## REQUISITOS DEL EJERCICIO:
a) Copia del texto sobre democracia y liberalismo el fragmento que va desde "Introducción y planteamiento" hasta "poder estatal dividido.".
b) Responde a estas preguntas con base en el texto sobre democracia y liberalismo, marcando cada respuesta igual que su pregunta:
(i) ¿En qué lugar y en qué siglo se originó el pensamiento liberal?
(ii) ¿Durante cuántos años se han producido las oleadas de expansión y consolidación de la democracia liberal?
(iii) Además del colonialismo europeo, ¿qué otro proceso hizo posible la expansión de este régimen de gobierno?

Democracia y liberalismo

Concepto clave

Introducción y planteamiento general

La democracia se entiende, en un sentido minimalista, como una serie de procedimientos para la delegación y ejercicio del poder. Ejemplo de ello es uso de un sistema electoral que permita una rotación de representantes temporales, y éstos ejerzan su cargo dentro de un poder estatal dividido. 

Pero esto no ha sido así siempre, sino que significa la materialización, no poco conflictiva, de una mezcla teórica entre “gobierno de las mayorías” junto a una serie de postulados ético-filosóficos, conocidos bajo el nombre de pensamiento liberal. El cual es originario en la Europa del siglo XVII y ha conducido desde entonces a enormes transformaciones en el pensamiento, la sociedad y la cultura, haciendo indiscutible su influencia (Matteucci, 2007: 879). 

Dicha fusión entonces derivó en el surgimiento de la llamada democracia liberal. Y como punto de partida conviene recalcar que es el sistema de gobierno predominante en la mayoría de las naciones en la actualidad. Así, tras oleadas de expansión y consolidación de más de 200 años, el resultado se hace presente con el discurso constante de que ésta es la forma de gobierno más justa y equitativa, a un nivel casi incuestionable. 

La expansión y exportación de este régimen de gobierno también fue posibilitada por el colonialismo europeo y después por la consolidación del capitalismo como sistema de producción e intercambio. El desarrollo de la democracia liberal, por ende, está muy enlazado con el del capitalismo, por ser el sistema político más apropiado para su reproducción.

## REGISTROS DEL CONJUNTO:
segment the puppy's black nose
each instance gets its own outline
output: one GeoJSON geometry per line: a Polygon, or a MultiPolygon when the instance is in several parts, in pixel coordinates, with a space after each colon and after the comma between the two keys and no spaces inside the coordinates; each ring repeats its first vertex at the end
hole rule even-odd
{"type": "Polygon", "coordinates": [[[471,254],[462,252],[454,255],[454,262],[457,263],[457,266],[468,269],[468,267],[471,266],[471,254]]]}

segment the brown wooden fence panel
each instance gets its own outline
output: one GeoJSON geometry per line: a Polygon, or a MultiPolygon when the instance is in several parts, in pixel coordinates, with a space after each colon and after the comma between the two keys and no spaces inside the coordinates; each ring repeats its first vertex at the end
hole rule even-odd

## RESULTADOS POR TAREA:
a)
Introducción y planteamiento general

La democracia se entiende, en un sentido minimalista, como una serie de procedimientos para la delegación y ejercicio del poder. Ejemplo de ello es uso de un sistema electoral que permita una rotación de representantes temporales, y éstos ejerzan su cargo dentro de un poder estatal dividido.

b)
(i) En la Europa del siglo XVII.
(ii) Durante más de 200 años.
(iii) La consolidación del capitalismo como sistema de producción e intercambio.